Hey Rifters!

This week is another change up: a live stream that I did last night with some VR devs and enthusiasts!
Here are some highlights:

15:55 Oculus at E3 Speculation
17:05 Browser Apps and Productivity Apps
19:00 Music Games and VR
26:25 “Concert Attendant Hero”
26:55 VR and Stage Fright
32:20 Donkey Kong VR
38:23 Planet 1 Play test
47:18 First Law Play test
1:02:40 Notch Cubes Play test
1:07:20 Rift Amp Play test
1:12:00 Rift Runner Play test
1:19:38 What I am looking forward to with the Rift
1:23:00 Is the Rift Consumer Ready?
1:28:50 Malfate’s Castle Play Test
1:32:05 Rift Software Resources
1:36:18 Head Bob or no Head Bob?
1:43:10 Heli Hell 2 Play test
1:56:12 Rift, 3D, and Eye Strain
2:00:55 Watching a SBS 3D movie in Media Player
2:06:12 Single vs. Double Screen HMDs

I also will be putting a Torque 3D play test on my YouTube Channel. I am thinking of switching over to Torque from UDK, I will keep you posted on that status.

Still working on tutorial writing, trying to make time!

Logging Out,
–Cymatic Bruce

Hi Rifters!

Here we go with another VR Dev journal entry. Not a whole lot to show off here – this past week was a crazy one! I have been helping test alpha builds, writing articles for Road To VR, making videos, and even doing an interview or two. Whew!

- Tasks to carry out:
a. Answer these about the Rift journal, above:
(i) At what time does the Donkey Kong VR segment begin?
(ii) Which engine is the writer thinking of leaving, and for which one?
(iii) For which site has the writer been writing articles?
b. Can you continue the Rift journal above from its last sentence, in the same voice?

- Available data:
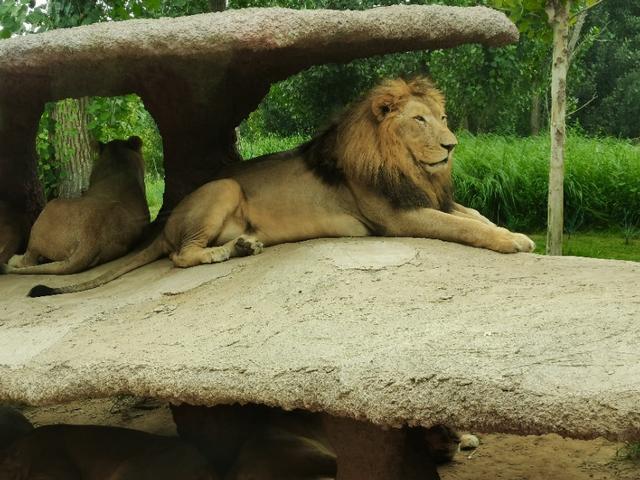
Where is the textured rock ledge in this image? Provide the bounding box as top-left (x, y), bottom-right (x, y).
top-left (0, 238), bottom-right (640, 439)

- Answers to the problems:
a.
(i) 32:20
(ii) Leaving UDK for Torque
(iii) Road To VR

b.
In this video, I show off the Kismet toggle switch. A great place to learn how to do that is the 3DBuzz tutorials:


Also, I have begun working on the key functionality of the Holodeck – taking you somewhere else. My first test is to gradually take the player from the holodeck room to the epic courtyard. In my first attempt, I simply made the walls invisible when opening the door. DOH!

Game development requires a lot of determination, and sometimes things don’t progress as quickly or as smoothly as we hope. Don’t give up!

Logging Out,


Hey Rifters!

What a week!

Its strange to know that I have only had my Rift dev kit for 7 days, with everything that has happened. One first impressions vid turned into two, which turned into a ridiculous number of videos, views, and comments. Oh, and an article on PCGamer.com:


A huge THANK YOU to all the folks who have watched my videos, subscribed, left feedback and encouraging words. Words fail to express how moved I am!

So, a different type of blog entry this time around. I wanted to discuss some impressions and observations after week 1 of Rifting. Discussed in this video are:

Getting Acclimated

-Looking around before beginning the game experience really helps. Force the player to do this, but nest it inside of the game narrative… kind of like Halo?
-Recommended game order: Tiny Room > Tuscany > Microstar > Dear Esther > Mirror’s Edge > TF2 > Skyrim
-Stay hydrated! Water, Ginger Ale, and frequent breaks are good.

Visible Area

-Not looking at a lot of the screen at all!
-FOV : 108 – 112 feels great, depending on the game and what lens cups you are using.
-“Rift Peripheral Vision”, when you are able to see a little more looking straight than to the side. Gameplay application for this?

My best estimate of the RPV (Rift Peripheral Vision) of all three lens cups, A, B, and C:  http://i.imgur.com/iUiwRl7.jpg


-Giving the player options are key
-Controller hierarchy: Hydra > Controller > Mouse & Keyboard
-Learned behavior: using the mouse/analog stick to accelerate turns. Analogous to spinning around the body?

The Game Narrative

– Camera “head bob” is not such a bad thing! In fact, I prefer it. Glide motion still makes me dizzy, even after a week of play.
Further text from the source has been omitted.